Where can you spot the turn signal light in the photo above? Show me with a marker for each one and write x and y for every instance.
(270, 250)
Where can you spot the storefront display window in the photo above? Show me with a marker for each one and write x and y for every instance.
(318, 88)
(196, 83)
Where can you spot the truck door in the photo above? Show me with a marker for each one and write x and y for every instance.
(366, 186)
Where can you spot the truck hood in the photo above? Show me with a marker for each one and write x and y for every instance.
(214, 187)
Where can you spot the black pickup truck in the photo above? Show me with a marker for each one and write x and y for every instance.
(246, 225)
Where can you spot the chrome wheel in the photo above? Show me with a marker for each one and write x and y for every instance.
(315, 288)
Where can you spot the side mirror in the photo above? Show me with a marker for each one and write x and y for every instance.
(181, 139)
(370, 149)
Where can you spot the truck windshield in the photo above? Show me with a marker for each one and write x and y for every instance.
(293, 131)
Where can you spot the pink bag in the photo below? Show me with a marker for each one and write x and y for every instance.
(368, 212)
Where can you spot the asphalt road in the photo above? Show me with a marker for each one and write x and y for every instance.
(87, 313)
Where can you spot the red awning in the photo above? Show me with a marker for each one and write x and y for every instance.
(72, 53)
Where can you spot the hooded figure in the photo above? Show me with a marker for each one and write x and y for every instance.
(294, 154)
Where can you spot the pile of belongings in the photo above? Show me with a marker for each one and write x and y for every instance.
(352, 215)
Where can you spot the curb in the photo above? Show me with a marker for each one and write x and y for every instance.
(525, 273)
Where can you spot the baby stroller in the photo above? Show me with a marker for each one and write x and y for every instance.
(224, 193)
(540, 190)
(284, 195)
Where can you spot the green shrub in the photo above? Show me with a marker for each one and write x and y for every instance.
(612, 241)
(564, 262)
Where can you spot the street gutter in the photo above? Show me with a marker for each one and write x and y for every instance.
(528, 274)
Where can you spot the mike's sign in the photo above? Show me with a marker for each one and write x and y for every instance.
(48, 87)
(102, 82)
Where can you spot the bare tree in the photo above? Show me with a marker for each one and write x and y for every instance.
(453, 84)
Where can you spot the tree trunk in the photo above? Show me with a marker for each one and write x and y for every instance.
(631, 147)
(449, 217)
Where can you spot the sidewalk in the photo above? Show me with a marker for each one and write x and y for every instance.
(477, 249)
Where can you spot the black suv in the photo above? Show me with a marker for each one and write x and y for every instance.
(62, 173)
---------------
= What needs to be done =
Give every entry back unchanged. Leave none out.

= Exercise output =
Where can you spot the turn signal light in the photo above? Show me with a marker for each one and write x and y for every instance.
(270, 250)
Where can you spot the storefront display window in the photo above? Show me with a marker for each one and write x and y for every instance.
(318, 88)
(196, 83)
Where can you spot the truck door in the photo above? Show me with a marker for each one and write x and y for every instance.
(366, 186)
Where can you spot the truck hood in the photo above? Show me with a marker for each one and write x and y for every instance.
(214, 187)
Where can you spot the black pickup truck in the photo above? Show me with a marker for each one and write x and y for every instance.
(246, 225)
Where can you spot the chrome wheel in the photo above? Show me with a marker for each one and write x and y for every instance.
(315, 288)
Where can you spot the side mirror in the photo above? Show me with a marker for each one and write x and y for every instance.
(181, 139)
(370, 149)
Where can you spot the truck windshield in the photo above? Show me with a marker for each one and write x and y for every instance.
(293, 131)
Where can you spot the pink bag in the photo below? Show me with a marker for each one and write x and y for every instance.
(368, 212)
Where can you spot the asphalt road in the photo above? Show me with a marker for each one and write x and y for every instance.
(87, 313)
Where can you spot the red awning in the photo above? Show me with a marker for each one and write x and y for every instance.
(72, 53)
Where can you spot the hooded figure in the photo above? Show me with a marker for each one and write x and y for every instance.
(294, 154)
Where can you spot the pile of belongings in the photo above? Show me with a marker for each one and write x and y for every instance.
(352, 215)
Where can you spot the curb in the photo above? Show me with a marker for each one and write x and y for every instance.
(525, 273)
Where can you spot the baby stroller in the photo above? Show me with a marker for each one and write x and y for every instance.
(224, 193)
(540, 190)
(284, 195)
Where can you spot the green shrub in the photo above? Show me with a marker for each one and write x and y for every instance.
(612, 241)
(564, 262)
Where can you spot the street gutter in the photo above? Show me with a marker for each one and write x and y for every instance.
(528, 274)
Where can you spot the mike's sign in the photo above? Show me with a marker for each one and write x and y for every instance.
(48, 87)
(102, 82)
Where can you spot the bare tree in the photo above? Show me with a marker for each one and write x and y for every instance.
(453, 84)
Where can you spot the tree trunk in the photo above? Show me with a marker for each one and write x and y for every instance.
(631, 147)
(449, 217)
Where can you spot the sidewalk in the photo above? Show me with a marker for each one and write x and y for every instance.
(477, 249)
Where can you spot the black suv in the photo above? Show me with a marker for each one and write x and y for every instance.
(62, 173)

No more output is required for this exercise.